Tu tarea: ¿Cómo sigue el relato del viaje en barco de ruedas por el río San Francisco? Escribe su continuación a partir de la última oración.

Fragmento del texto:
POR EL SAN FRANCISCO EN BARCO DE RUEDAS
Publicado en
abril 27, 2015
Barco del río San Francisco, conocido localmente como "Gaiola".
Un veterano marino de agua dulce se embarca en el majestuoso río del Brasil central.
Por Ben Lucien Burman (Ha sido llamado "el nuevo Mark Twain" a causa de su interés por la vida fluvial y su agudo humorismo. Nació, como Mark Twain, en una ciudad ribereña del valle del Misisipí y ha viajado por todo el mundo buscando personajes pintorescos y modos de vida que se salen de lo común. De todo esto escribe con sal, agudeza y comprensión).
EN MEDIO de la noche nuestro barco de ruedas dejaba una estela fantástica en las negras aguas revueltas del río. En aquel punto el canal navegable era angosto y estaba lleno de bancos de arena; el piloto, con esa misteriosa manera de los bateleros que, como los gatos, ven de noche, avanzaba cautelosamente.
"En mi país", empecé yo a decir, "cuentan la historia de un piloto del río Misisipí que encalló en un banco de arena y estuvo allí varado tanto tiempo que resolvió cultivar una parcela de papas. Ya iba a cosecharlas cuando, de la noche a la mañana, vino la creciente. El buque se puso a flote, pero el piloto estaba furioso porque la creciente le arruinó su cosecha".
Apenas había acabado yo de hablar, cuando el piloto giró rápidamente el timón. Resonaron los timbres en la sala de máquinas al ordenar el piloto que se redujera la marcha. Minutos después sentimos el ruido que hacía la proa al raspar el fondo: habíamos encallado en un banco de arena. A la luz de los reflectores, dos negros de la tripulación corrieron a proa a hacer sondeos. La rueda de paletas giró al revés, y el buque quedó libre.

Registros de etiquetado de ubicaciones
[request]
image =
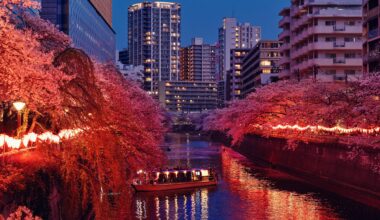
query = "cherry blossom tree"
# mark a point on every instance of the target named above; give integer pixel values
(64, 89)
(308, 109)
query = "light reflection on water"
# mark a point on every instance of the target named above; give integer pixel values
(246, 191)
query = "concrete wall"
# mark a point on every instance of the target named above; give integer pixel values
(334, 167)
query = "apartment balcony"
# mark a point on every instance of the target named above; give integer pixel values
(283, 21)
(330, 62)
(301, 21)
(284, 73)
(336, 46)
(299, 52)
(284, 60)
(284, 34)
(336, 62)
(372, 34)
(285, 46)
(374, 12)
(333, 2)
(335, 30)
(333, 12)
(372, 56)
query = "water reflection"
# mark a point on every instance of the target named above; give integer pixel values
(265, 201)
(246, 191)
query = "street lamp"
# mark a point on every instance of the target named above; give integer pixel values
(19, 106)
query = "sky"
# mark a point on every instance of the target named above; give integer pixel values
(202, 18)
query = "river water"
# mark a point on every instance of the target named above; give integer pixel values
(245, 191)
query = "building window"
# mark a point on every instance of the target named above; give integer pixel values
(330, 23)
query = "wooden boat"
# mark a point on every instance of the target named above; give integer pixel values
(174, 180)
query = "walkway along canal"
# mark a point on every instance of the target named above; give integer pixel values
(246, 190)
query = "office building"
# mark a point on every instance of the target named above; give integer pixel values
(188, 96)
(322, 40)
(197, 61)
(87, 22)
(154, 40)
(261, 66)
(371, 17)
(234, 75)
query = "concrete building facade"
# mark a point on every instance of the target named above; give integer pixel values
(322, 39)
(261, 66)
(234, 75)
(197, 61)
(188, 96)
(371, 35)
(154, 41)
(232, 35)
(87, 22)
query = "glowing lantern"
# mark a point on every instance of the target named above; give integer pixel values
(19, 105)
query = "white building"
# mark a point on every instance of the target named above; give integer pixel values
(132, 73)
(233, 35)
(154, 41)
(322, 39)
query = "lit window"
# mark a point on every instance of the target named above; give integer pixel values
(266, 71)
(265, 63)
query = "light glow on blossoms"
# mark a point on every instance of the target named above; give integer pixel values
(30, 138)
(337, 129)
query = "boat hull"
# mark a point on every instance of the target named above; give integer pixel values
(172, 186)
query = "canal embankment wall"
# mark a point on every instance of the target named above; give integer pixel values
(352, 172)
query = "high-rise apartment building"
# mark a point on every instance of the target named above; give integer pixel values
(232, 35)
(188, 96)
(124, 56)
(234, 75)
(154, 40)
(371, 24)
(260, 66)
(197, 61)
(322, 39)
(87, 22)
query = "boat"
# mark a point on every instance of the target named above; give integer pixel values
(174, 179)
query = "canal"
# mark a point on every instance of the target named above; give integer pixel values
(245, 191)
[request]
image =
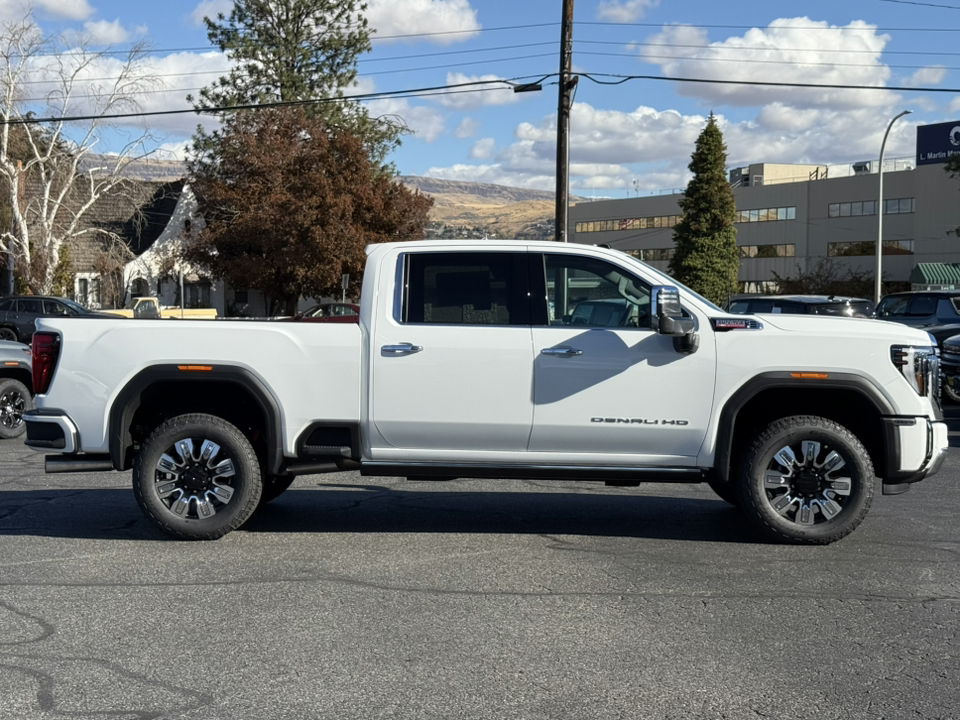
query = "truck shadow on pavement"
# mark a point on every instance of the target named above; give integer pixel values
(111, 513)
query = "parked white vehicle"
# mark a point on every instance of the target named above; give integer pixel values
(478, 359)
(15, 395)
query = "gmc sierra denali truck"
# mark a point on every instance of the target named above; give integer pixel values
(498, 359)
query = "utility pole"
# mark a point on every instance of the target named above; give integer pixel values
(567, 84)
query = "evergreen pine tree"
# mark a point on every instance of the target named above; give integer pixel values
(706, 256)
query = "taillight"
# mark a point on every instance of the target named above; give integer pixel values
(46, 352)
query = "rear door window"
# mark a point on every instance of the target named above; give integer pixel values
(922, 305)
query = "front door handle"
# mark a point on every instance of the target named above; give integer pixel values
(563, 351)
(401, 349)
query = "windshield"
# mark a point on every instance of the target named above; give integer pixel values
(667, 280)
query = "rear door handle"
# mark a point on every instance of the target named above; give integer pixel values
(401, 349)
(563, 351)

* * *

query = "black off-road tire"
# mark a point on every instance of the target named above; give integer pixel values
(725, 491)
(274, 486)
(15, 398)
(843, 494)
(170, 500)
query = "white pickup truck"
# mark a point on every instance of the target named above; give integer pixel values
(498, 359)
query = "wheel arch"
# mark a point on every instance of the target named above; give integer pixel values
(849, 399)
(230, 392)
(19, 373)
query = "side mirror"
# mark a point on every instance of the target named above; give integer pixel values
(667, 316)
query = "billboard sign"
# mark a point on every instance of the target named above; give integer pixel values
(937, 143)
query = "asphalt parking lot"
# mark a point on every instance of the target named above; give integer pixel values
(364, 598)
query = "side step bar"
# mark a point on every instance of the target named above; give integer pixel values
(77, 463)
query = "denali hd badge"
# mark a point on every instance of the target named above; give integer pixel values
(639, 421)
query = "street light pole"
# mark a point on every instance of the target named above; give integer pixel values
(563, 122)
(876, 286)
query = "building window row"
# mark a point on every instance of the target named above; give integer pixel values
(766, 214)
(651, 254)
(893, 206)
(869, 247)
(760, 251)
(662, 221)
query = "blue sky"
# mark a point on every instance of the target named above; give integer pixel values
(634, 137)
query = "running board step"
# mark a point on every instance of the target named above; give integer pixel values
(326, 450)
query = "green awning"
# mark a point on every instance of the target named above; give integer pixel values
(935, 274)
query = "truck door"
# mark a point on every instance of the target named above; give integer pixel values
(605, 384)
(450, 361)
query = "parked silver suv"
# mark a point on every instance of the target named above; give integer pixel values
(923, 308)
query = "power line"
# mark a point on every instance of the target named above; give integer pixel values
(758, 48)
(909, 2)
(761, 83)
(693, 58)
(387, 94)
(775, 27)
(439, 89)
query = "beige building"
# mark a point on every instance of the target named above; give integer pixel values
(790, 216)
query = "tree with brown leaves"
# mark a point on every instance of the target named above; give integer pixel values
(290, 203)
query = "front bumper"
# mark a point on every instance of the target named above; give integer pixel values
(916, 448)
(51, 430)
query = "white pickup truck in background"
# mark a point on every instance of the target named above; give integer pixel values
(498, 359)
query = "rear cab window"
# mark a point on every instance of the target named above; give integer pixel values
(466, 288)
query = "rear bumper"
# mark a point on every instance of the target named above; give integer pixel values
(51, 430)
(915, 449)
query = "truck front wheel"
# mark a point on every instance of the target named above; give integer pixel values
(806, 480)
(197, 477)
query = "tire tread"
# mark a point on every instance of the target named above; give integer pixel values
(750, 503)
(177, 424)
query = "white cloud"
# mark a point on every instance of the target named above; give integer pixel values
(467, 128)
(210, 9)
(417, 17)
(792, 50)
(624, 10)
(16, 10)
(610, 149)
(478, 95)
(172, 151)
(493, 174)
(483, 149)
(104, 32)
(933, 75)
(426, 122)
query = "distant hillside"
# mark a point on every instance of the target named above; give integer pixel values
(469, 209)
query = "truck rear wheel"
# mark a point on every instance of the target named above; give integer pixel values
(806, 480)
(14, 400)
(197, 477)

Respuesta correcta:
Era aquel un incidente que yo había tenido centenares de veces en mis épocas a bordo de los buques de ruedas del Misisipí, pero este era un río distinto: el San Francisco, majestuoso río del Brasil central que recorre una distancia de 2900 kilómetros entre selvas espesas y calcinadas llanuras de cactos, y une el Norte y el Sur de aquel inmenso país. Llamábase el vapor el Sao Francisco y pertenecía a una flota de 12 navíos semejantes que una compañía particular mandó construir en el Misisipí a comienzos del siglo y que originalmente estaban destinados a navegar por el Amazonas.
El piloto, un alegre gigante negro de nombre Joáo Francisco, dio vuelta otra vez al timón.
"Esa historia que usted nos cuenta sobre las papas, senhor, ocurrió realmente aquí, antes de que contruyeran la presa de Tres Marías y se hiciera más profunda el agua. El piloto de la historia quedó varado en un banco de arena y no podía libertarse. Durante nueve meses permaneció el buque allí, y la tripulación tuvo tiempo de sembrar y cultivar maíz, frijoles y sandías. Las gallinas que llevaban a bordo pusieron huevos y de los huevos nacieron pollitos; las cerdas dieron sus lechigadas y las cabras sus cabritos. Cuentan que los tripulantes lloraron cuando vinieron las lluvias y el barco pudo continuar su viaje. La alimentación de a bordo no era muy buena, pero en cambio la que preparaban con el maíz y los jamones producidos en el banco de arena, los hacía sentirse como en el Hotel Copacabana Palace, de Río Janeiro".
"PARAMOS EN CUALQUIER PARTE"
Desde que me embarqué aquella mañana en la pequeña población ribereña de Pirapora, me sorprendió cuánta semejanza tenía aquí la vida del río, con su colorido, su dramatismo y su alegría, con la que yo había conocido muchos años atrás en el Misisipí. La lluvia de chispas que salía de la enhiesta chimenea, situada detrás de la timonera, cuando se echaba más leña al fogón, era exactamente igual a la que yo veía salir, en un arco iris de fuego, de las chimeneas del vapor Ouachita, el último de los buques alimentados con leña en el Misisipí; y lo mismo que las chispas del Ouachita en las noches de viento provocaban cien mil maldiciones de los veladores al servicio de las grandes refinerías de petróleo establecidas a lo largo de la ribera, también aquí las chispas solían causar incendios en algún cañamelar y con ello la no menos encendida cólera del dueño de la plantación.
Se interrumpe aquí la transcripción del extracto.